## PASSAGE TO READ
The Internet has become a place where individuals can meet both romantic and sexual partners (Downing 2012). As of 2015, out of the 54 million singles in the USA, 41 million have tried online dating (The Statistics Portal 2016). Research using online dating sites presents researchers with the opportunity to observe mating preferences in current dating behaviours and to test evolutionarily based theories and hypotheses (Dunn et al. 2010). Online dating has indeed become a considerable business with an estimated value in excess of $2.2 billion a year. As mentioned earlier, the Internet does not solely cater to those interested in forming long-term relationships, and this has been the case for some time. Brym and Lenton (2001) found, for example, that 53% of men used online dating sites in order to pursue sexual only relationships, compared to 20% for women. This supports the idea that casual relationships are more tailored to men (Lippa 2007; Symons 1979). However, with the Internet developing quickly, it is no surprise that markets such as pornography and the solicitation of sex for payment have become more accessible (Brickell 2012). Indeed, in relation to the market of illegal goods, prostitution was one of the first of these markets to develop online (Cunningham and Kendall 2011) and has continued to grow as a means for advertising sexual services (Brickell 2012). Prostitution has recently been found accountable for contributing over £6 billion to the Great British economy (Office for National Statistics 2015) suggesting that as with online dating, it can be considered to be substantially involved in the world economy. Though research using online dating to explore mate preferences is extensive (Dunn et al. 2010; Eastwick and Finkel 2008; Hitsch et al. 2010), no substantive, cross-cultural research project exploring prostitution from an evolutionary perspective has thus far been undertaken.

Picture shape labeling items:

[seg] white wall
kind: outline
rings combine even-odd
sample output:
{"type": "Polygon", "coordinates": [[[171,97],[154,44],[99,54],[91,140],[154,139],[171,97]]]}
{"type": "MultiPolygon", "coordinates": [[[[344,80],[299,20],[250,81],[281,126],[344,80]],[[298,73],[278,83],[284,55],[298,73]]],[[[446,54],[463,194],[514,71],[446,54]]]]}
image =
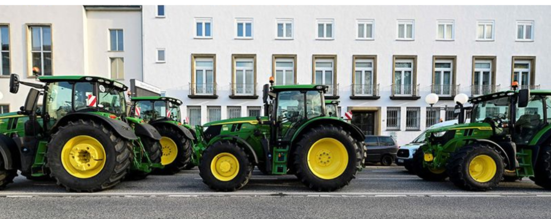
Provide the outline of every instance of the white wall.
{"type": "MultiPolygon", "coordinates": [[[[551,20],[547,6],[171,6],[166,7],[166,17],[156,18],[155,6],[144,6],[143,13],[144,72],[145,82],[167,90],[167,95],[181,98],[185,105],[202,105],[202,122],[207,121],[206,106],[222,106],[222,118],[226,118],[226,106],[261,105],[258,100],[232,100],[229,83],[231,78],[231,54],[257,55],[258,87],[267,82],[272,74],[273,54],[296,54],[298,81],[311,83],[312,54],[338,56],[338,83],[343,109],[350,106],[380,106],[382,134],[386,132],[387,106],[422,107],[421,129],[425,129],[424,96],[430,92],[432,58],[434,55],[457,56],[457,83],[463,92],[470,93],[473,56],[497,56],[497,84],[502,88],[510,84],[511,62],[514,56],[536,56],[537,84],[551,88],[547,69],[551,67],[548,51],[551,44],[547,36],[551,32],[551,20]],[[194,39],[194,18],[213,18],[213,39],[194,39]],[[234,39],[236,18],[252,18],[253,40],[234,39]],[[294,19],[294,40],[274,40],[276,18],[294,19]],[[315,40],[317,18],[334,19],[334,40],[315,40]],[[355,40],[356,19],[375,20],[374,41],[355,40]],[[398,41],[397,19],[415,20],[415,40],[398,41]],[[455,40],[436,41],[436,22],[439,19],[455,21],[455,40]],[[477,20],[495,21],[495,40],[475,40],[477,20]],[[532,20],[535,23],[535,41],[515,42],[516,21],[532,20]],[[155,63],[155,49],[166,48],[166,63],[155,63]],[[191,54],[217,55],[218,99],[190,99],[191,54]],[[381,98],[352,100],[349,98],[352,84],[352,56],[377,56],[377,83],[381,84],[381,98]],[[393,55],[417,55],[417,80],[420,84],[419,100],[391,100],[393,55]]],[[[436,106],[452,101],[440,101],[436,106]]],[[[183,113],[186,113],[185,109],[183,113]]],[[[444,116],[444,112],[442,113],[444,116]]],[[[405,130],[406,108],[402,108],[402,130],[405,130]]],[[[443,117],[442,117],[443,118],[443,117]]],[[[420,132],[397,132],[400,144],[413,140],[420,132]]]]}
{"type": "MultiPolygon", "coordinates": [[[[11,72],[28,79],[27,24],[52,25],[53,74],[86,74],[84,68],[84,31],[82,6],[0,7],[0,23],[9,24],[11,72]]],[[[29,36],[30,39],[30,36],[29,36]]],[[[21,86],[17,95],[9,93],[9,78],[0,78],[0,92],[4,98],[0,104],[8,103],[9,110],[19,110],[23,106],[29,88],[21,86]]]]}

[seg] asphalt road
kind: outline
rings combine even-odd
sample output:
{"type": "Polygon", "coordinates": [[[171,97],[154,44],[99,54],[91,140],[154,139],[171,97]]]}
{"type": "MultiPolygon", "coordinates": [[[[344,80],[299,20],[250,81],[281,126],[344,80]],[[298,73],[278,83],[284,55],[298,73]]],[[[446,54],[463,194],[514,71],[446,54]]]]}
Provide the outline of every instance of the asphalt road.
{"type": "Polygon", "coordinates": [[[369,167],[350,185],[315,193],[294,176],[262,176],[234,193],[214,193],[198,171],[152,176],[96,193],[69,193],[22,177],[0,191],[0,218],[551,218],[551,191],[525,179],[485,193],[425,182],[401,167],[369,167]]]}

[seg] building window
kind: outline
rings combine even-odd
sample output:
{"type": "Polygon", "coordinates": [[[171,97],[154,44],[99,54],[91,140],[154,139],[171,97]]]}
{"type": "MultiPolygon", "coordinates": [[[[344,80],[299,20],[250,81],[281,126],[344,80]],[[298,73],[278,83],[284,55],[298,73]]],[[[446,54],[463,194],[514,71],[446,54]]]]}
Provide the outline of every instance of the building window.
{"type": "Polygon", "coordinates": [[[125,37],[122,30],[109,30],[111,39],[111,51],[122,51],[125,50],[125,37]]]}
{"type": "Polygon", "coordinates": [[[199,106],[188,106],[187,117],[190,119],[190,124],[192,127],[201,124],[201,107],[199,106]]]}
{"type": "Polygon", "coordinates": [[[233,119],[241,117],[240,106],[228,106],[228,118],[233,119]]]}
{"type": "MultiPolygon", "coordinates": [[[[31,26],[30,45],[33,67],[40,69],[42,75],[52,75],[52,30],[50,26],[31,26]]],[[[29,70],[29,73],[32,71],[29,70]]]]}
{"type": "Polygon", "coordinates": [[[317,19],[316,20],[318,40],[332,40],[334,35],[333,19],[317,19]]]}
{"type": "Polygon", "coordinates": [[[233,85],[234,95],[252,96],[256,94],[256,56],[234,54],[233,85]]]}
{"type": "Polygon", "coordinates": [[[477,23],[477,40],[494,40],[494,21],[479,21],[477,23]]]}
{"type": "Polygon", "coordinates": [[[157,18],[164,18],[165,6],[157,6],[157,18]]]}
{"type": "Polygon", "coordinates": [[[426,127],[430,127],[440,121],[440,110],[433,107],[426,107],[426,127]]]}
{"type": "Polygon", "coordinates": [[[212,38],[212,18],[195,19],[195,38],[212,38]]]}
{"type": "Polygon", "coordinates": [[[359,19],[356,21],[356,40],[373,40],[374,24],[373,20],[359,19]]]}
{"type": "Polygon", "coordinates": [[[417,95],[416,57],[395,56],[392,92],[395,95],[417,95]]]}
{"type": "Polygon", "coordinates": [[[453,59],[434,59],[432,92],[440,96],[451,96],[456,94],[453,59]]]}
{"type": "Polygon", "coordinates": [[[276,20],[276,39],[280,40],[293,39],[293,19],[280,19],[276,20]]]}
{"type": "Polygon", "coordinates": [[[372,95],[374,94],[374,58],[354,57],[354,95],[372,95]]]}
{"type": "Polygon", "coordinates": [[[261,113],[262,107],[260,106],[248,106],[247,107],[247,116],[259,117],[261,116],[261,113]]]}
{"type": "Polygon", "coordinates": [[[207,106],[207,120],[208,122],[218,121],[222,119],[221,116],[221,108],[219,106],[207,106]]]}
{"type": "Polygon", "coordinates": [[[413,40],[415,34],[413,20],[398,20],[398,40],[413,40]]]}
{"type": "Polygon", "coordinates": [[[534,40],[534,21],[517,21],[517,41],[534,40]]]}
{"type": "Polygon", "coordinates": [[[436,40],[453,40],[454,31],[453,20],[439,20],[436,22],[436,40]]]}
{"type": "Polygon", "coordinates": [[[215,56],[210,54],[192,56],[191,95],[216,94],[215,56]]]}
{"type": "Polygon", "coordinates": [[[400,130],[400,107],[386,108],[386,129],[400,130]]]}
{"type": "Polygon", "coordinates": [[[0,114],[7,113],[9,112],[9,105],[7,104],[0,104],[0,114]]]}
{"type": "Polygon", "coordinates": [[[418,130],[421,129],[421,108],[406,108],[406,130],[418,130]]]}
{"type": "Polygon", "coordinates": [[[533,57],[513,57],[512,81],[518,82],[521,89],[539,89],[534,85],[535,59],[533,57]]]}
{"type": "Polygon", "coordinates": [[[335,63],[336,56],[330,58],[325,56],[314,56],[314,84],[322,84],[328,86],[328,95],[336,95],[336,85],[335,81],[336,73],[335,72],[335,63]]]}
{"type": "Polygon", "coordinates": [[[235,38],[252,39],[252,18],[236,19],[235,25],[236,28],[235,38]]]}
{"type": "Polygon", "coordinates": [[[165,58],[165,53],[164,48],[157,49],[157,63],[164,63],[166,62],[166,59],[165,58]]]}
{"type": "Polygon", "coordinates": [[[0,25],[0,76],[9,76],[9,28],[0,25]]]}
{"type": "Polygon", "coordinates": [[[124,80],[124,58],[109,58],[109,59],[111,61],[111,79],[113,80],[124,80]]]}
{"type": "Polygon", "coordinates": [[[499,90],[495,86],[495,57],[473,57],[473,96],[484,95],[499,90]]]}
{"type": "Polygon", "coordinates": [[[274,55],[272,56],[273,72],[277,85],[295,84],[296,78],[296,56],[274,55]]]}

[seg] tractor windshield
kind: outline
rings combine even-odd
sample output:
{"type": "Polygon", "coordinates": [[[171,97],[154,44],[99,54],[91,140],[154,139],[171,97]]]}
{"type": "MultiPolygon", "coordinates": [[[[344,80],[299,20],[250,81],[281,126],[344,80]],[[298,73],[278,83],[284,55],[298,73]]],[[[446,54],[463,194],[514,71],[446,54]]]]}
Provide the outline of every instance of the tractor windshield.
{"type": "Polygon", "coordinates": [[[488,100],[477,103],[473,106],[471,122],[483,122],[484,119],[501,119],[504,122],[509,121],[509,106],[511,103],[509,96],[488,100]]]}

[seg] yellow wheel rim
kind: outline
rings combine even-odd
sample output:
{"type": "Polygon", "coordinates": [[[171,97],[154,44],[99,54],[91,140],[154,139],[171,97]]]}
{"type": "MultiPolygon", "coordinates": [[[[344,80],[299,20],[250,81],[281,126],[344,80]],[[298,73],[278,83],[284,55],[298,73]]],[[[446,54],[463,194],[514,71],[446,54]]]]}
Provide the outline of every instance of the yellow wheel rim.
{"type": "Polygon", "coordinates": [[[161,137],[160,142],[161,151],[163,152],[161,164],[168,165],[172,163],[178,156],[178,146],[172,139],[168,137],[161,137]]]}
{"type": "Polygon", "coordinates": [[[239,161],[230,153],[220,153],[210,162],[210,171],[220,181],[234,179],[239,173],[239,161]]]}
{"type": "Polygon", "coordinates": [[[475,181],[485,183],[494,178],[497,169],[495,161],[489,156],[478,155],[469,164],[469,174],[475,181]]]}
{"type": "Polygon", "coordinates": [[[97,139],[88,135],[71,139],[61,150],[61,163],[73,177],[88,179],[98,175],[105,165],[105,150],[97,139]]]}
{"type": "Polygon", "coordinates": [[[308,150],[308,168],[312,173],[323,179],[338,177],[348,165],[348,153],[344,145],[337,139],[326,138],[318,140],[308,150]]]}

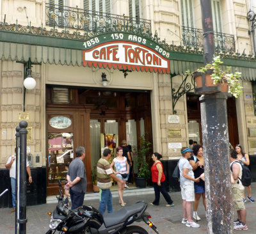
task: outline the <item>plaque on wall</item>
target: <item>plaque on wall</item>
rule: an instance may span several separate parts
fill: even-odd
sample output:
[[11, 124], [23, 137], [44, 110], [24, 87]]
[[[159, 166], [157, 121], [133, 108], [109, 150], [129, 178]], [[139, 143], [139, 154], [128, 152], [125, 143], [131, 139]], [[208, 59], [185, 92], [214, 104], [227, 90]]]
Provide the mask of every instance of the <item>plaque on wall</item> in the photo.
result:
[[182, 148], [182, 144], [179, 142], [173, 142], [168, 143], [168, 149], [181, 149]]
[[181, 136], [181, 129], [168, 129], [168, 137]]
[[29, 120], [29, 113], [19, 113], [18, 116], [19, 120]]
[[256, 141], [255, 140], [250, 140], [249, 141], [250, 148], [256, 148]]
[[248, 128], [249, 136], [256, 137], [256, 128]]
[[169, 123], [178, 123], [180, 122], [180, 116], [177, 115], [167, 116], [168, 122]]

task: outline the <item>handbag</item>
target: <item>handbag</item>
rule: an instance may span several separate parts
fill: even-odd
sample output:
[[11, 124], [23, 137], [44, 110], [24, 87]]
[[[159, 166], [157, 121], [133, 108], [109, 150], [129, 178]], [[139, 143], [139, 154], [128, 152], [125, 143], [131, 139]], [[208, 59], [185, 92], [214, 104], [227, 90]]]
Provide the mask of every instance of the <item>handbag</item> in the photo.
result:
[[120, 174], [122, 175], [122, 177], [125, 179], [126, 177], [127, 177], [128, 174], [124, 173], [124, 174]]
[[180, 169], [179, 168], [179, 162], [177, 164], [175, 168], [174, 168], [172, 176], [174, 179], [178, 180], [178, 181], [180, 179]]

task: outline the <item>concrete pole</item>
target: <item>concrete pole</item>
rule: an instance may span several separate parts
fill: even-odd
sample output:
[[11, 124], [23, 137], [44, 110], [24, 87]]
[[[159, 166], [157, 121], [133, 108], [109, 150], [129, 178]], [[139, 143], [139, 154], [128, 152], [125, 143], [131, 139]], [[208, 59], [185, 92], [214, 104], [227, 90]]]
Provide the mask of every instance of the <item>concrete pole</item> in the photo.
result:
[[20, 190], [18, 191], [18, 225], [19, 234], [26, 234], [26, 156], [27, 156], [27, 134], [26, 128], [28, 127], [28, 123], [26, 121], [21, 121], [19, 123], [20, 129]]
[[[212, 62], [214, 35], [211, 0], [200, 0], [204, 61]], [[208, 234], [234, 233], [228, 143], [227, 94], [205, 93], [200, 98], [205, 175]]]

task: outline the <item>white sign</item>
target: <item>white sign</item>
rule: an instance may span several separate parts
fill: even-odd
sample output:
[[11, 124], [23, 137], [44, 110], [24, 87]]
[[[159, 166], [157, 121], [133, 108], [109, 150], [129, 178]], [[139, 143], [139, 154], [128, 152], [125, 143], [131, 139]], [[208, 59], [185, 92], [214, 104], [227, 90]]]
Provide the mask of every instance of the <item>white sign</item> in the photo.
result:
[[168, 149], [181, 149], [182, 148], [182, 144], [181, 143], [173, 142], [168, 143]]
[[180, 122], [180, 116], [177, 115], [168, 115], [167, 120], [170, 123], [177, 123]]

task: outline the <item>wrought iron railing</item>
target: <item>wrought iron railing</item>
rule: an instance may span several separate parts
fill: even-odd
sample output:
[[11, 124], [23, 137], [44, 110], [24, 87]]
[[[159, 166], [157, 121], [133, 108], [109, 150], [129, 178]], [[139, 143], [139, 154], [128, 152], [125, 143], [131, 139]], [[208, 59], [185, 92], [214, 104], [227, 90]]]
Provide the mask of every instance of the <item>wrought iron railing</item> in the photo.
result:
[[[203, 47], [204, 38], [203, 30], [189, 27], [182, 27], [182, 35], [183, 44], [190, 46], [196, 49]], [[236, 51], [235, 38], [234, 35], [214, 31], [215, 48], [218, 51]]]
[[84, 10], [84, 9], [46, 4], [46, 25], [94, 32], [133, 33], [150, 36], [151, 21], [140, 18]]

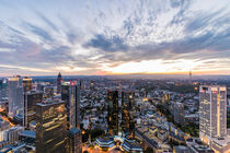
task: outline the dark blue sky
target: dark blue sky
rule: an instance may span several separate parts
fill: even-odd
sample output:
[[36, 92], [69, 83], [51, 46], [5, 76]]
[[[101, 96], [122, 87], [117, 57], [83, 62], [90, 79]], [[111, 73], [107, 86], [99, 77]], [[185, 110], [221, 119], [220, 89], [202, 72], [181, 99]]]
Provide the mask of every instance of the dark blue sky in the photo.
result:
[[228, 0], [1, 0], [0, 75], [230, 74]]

## REQUIRED ACTIONS
A. Answer these from the passage on online dating and prostitution:
(i) As of 2015, how many singles in the USA had tried online dating?
(ii) According to Brym and Lenton (2001), what percentage of women used online dating sites to pursue sexual-only relationships?
(iii) How much has prostitution been found to contribute to the Great British economy?
B. Resume the passage on online dating and prostitution, starting after its final sentence.

## TASK-BY-TASK OUTPUTS
A.
(i) 41 million, out of 54 million singles.
(ii) 20%.
(iii) Over £6 billion.

B.
The current study aims to observe and analyse age differences in charges that escorts advertise online for sexual services. Previous research has tended to label sexual service providers as ‘prostitutes’; however, in this study, they will be labelled as ‘escorts’. The current study endeavoured to test the hypothesis that younger women (those possessing higher mate value) will charge more for sexual services than older women in the knowledge that men will be more willing to pay elevated prices. Based on this theoretical position, it is hypothesised that younger women (ages 20 and 25 in the UK, or age groups 20–30 and 20–34 in the non-UK samples) will advertise higher fees for sexual services than their older counterparts (30, 35, 40, 45 and 50 for the UK, 30–39 and 40–50 for Ireland, Australia and Eastern Europe and 35+ for the USA).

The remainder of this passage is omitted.